Begin PASSAGE

Beside her, a young man badgered the resilient woman, wearing a t-shirt with the name of local nonprofit across the back: the Brookland Manor/Brentwood Village Residents Association. Was this one of the sponsors for the harassment of ordinary citizens? Did its leaders coordinate the agitators to unleash themselves on innocent diners?
The answer to those questions is no. The Brookland Manor/Brentwood Village Residents Association is a local neighborhood organization with elderly black women as leaders, and none of them were on the streets that night. In this truth lies a great irony in the Woke mob that has emerged in the United States in recent months from Portland, Ore., to the nation’s capital: they are not authentic to the heart of civil rights or racial justice. They are agitators and instigators who, in fact, promote the dehumanization of others that the civil rights movement challenged.
In trying to challenge the “hierarchy of human value,” which civil rights advocates say degraded blacks, they are simply perpetuating a new hierarchy of devaluing the humanity of others. Indeed, the day of the marauding DC mob, E.D. Mondainé, the black president of the Portland chapter of NAACP, implored the city’s (mostly white) agitators, many doing violent damage for weeks now: "Stop. You’re putting yourself in danger, and you’re putting homeowners and families in danger, and you’re frightening children.” In D.C., the woman, identifying herself as Lauren B. Victor, told Washington Post reporter Frederick Kunkle: “I felt I was under attack.” Kunkle wrote on Twitter “that she felt there was something wrong about being coerced to show support.”
Hordes — like the rabid white agitators wandering the streets of DC — do disservice to sincere and courageous black citizens who lead organizations like the Brookland Manor/Brentwood Village Residents Association, a nonprofit established in 1998 to protect affordable housing for the mostly black elderly citizens and families in a neighborhood of northeast D.C., not far from the historic United States National Arboretum, with its sprawling expanse of manicured lawns and gardens. They are the heart and soul of actual citizen advocacy. They even answer their phone.
When I called, a woman with an animated voice answered, “Hello!” She was Minnie Elliott, 82, a black woman born and raised in Washington, D.C., and the president of the Brookland Manor/Brentwood Village Residents Association.
She hadn’t heard of the Adams Morgan marauding mob from the night before. I sent her a video clip. She had to hang up to watch the video because her phone didn’t allow her to stay on the phone and watch a video at the same time. She replied moments later in a text (to which I added punctuation for the sake of clarity), with as many questions as answers: “I don’t know any of those people. They are not part of our Organization, community or…supporters. They were very much out of place. Who was the lady? They were howling in her face, and why didn’t someone stop them?”

End PASSAGE
Begin MATERIAL PROVIDED

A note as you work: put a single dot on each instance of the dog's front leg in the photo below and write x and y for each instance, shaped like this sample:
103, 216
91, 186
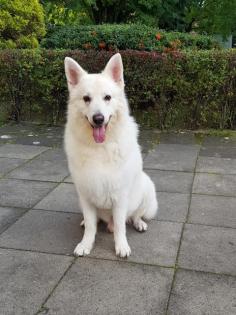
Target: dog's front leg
121, 245
90, 224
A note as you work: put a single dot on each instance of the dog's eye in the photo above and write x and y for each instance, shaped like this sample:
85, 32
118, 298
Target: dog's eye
107, 97
87, 99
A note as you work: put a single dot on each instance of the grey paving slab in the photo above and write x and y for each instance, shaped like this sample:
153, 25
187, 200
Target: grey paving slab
56, 232
63, 198
19, 151
197, 293
21, 193
216, 165
169, 181
172, 206
105, 287
7, 164
174, 157
40, 169
178, 138
213, 210
215, 184
53, 154
158, 245
8, 216
55, 141
45, 231
218, 151
68, 180
26, 279
207, 248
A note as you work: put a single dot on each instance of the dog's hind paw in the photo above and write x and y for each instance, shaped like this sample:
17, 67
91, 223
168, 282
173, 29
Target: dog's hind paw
123, 249
140, 225
82, 249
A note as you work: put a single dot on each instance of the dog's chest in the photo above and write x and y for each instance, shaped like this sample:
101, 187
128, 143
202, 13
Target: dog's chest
100, 177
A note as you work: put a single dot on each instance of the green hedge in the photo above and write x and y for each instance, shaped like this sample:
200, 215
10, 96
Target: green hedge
177, 90
123, 36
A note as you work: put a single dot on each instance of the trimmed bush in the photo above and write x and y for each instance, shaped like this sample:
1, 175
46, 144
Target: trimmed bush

End MATERIAL PROVIDED

▶ [WRITTEN TASKS]
1: Answer these questions about the residents association passage:
(a) In what year was the Brookland Manor/Brentwood Village Residents Association established?
(b) How old is Minnie Elliott?
(c) What is the name of the Washington Post reporter the woman spoke to?
2: Render the rows as a JSON list of strings, one string per line and blank lines omitted. Cover only the lines from the line with "of the green" up to and including the last line of the rows.
The passage and the rows are unrelated to each other.

▶ [EXERCISE RESULTS]
1:
(a) 1998
(b) 82
(c) Frederick Kunkle

2:
[
  "A note as you work: put a single dot on each instance of the green hedge in the photo above and write x and y for each instance, shaped like this sample:",
  "200, 215",
  "10, 96",
  "Target: green hedge",
  "177, 90",
  "123, 36",
  "A note as you work: put a single dot on each instance of the trimmed bush in the photo above and write x and y for each instance, shaped like this sample:",
  "1, 175",
  "46, 144",
  "Target: trimmed bush"
]